Exercise data -
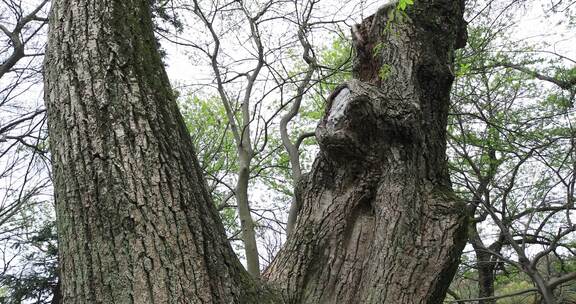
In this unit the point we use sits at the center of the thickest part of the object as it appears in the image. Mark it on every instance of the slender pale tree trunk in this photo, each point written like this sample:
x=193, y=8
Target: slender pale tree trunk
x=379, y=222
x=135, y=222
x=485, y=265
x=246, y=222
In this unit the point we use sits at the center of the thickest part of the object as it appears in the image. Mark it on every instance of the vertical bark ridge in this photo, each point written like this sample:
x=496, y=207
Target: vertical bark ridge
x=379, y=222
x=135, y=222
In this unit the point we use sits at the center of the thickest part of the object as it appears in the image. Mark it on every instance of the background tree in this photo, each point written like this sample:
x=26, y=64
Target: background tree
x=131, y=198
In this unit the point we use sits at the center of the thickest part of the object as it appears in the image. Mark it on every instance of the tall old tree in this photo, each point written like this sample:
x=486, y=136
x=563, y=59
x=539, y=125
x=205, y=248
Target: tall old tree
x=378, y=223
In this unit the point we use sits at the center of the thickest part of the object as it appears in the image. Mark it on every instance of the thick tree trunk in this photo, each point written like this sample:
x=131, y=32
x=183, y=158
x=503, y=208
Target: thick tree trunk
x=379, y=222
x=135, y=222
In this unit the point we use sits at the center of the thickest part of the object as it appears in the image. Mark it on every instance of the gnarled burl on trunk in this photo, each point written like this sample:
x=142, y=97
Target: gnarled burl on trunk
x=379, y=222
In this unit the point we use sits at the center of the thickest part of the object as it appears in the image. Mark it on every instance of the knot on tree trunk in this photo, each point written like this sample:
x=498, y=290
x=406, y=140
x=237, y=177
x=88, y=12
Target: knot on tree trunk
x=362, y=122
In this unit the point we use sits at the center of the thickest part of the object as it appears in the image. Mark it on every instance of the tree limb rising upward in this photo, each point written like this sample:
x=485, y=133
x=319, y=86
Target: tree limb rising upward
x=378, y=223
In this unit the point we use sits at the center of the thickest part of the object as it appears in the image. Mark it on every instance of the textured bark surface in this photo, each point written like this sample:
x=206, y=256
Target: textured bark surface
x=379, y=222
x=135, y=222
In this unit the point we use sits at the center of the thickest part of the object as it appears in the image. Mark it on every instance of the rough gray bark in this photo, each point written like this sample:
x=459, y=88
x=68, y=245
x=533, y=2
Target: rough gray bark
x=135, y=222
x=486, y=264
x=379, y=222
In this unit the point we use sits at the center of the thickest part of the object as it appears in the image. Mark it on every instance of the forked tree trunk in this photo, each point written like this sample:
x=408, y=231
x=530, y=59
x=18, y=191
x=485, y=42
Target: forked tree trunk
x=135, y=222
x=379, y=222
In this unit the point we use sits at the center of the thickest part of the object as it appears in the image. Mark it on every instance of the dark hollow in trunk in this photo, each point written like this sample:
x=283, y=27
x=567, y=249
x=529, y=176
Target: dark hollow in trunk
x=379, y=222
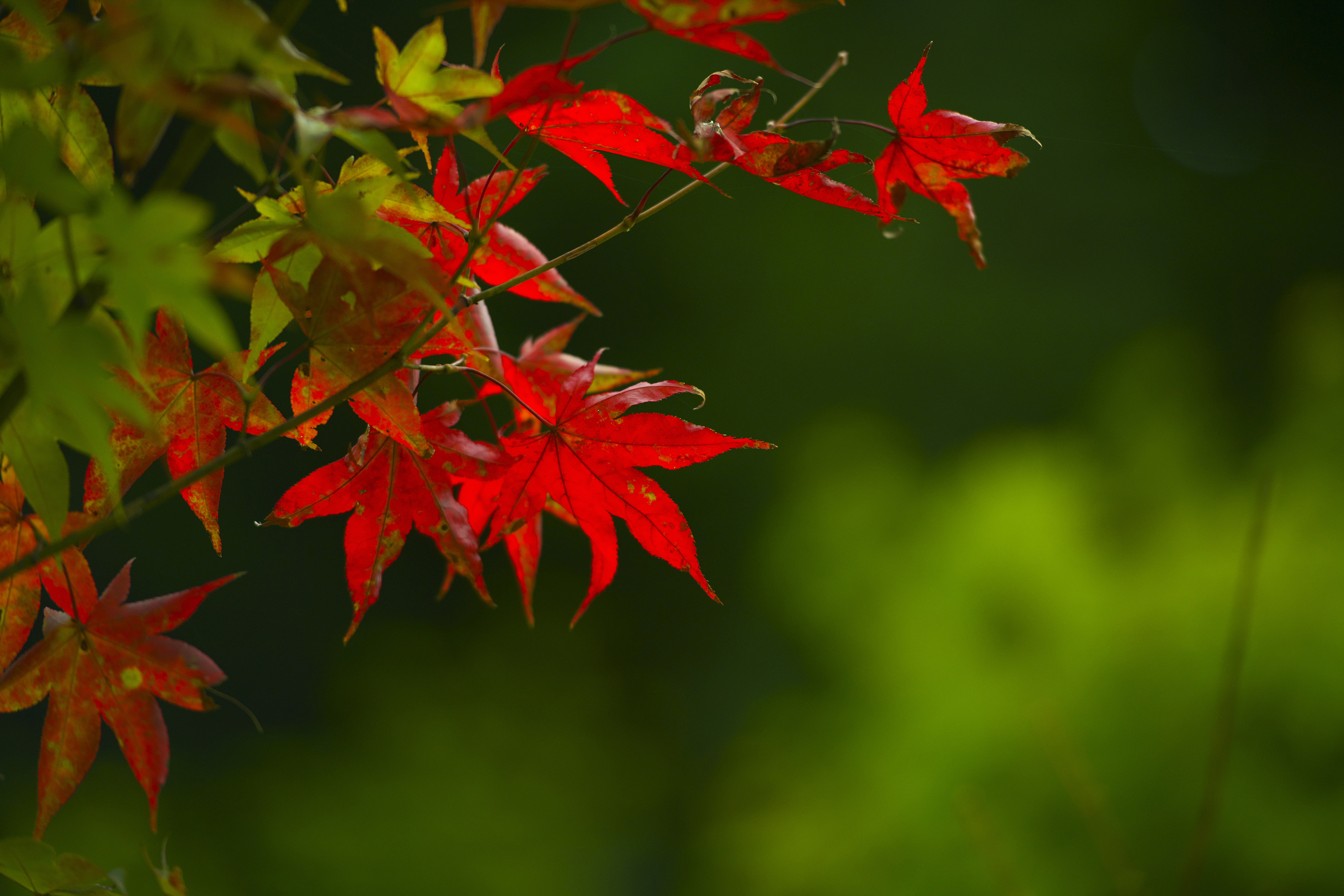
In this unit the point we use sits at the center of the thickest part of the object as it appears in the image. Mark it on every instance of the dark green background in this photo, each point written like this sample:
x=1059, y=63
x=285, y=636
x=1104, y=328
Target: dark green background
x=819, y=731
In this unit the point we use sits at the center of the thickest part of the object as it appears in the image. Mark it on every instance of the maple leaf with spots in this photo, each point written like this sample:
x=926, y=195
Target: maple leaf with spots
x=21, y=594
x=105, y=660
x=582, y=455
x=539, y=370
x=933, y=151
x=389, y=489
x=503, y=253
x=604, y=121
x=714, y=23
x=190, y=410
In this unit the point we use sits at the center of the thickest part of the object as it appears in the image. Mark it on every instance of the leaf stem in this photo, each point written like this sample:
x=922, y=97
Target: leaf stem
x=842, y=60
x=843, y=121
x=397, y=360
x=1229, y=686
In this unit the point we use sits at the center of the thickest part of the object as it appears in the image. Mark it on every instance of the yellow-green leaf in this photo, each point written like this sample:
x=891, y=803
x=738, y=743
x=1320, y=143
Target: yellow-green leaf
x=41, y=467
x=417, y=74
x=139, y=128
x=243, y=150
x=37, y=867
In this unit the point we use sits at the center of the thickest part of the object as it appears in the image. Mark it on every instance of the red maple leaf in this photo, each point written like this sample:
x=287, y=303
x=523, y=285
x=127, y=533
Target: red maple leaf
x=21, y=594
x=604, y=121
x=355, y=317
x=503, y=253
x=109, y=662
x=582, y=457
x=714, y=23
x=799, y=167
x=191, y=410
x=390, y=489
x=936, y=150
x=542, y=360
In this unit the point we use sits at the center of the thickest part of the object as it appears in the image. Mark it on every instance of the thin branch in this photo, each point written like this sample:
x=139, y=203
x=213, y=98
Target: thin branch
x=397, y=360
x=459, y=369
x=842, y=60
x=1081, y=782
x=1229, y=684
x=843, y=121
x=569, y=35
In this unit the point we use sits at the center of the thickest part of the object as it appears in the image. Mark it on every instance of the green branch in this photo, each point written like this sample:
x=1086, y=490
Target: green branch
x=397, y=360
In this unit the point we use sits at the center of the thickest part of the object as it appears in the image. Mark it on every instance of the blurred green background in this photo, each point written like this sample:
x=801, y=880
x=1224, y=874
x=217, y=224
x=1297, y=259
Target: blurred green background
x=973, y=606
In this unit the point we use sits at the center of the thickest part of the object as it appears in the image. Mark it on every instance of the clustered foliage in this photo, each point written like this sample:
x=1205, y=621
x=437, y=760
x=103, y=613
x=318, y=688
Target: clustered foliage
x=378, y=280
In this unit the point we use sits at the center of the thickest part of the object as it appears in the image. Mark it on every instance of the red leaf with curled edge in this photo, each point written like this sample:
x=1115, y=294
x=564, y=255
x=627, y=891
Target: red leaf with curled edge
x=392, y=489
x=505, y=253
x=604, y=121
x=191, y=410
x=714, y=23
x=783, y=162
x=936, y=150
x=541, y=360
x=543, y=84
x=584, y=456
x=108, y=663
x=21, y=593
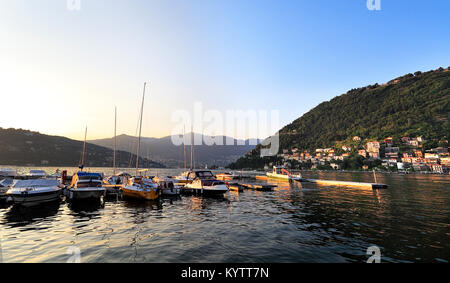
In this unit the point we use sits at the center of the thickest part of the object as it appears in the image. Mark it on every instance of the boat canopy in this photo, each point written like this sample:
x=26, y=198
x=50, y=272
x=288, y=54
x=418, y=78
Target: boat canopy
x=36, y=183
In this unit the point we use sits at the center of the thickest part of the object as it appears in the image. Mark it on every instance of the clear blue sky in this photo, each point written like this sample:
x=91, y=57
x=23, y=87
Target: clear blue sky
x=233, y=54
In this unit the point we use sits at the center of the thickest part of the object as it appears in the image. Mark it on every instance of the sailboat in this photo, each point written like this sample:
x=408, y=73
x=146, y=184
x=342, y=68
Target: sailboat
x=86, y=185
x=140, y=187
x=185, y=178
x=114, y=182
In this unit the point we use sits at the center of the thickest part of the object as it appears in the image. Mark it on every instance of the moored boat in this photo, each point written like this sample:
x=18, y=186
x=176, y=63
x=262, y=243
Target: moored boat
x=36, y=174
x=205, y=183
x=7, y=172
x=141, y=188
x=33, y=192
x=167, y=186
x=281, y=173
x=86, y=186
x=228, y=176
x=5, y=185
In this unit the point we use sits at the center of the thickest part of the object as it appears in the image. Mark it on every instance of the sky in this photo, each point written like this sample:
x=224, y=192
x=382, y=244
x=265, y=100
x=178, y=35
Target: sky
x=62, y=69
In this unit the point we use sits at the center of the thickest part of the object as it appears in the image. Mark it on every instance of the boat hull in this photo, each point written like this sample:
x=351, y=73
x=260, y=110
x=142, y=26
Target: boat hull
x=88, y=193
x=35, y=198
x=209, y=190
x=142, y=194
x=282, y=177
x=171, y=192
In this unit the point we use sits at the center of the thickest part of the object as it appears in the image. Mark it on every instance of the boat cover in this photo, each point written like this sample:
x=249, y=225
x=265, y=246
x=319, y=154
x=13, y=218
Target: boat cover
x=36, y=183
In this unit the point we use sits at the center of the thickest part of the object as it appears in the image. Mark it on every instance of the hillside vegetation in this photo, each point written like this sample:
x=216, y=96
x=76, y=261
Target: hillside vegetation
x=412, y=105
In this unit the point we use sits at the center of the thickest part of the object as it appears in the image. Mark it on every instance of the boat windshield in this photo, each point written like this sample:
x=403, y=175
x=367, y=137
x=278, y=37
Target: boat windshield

Task objective - For this task, write out exactly the lines of the entries above, starting at the line with "of the yellow-green" and ending at the line with "x=127, y=533", both included, and no others.

Completed task -
In this unit the point we use sits at the center of the thickest part of the object as it appears in the image. Mark it on every instance of the yellow-green leaf in this photo, each point written like this sample:
x=891, y=803
x=738, y=743
x=1320, y=143
Target: yellow-green leaf
x=41, y=467
x=417, y=74
x=139, y=128
x=243, y=150
x=37, y=867
In this unit the point we use sits at the center of the thickest part of the object as it appears in the image. Mark it on every instance of the red maple leaf in this photo, each point written like this sample:
x=287, y=303
x=523, y=285
x=127, y=533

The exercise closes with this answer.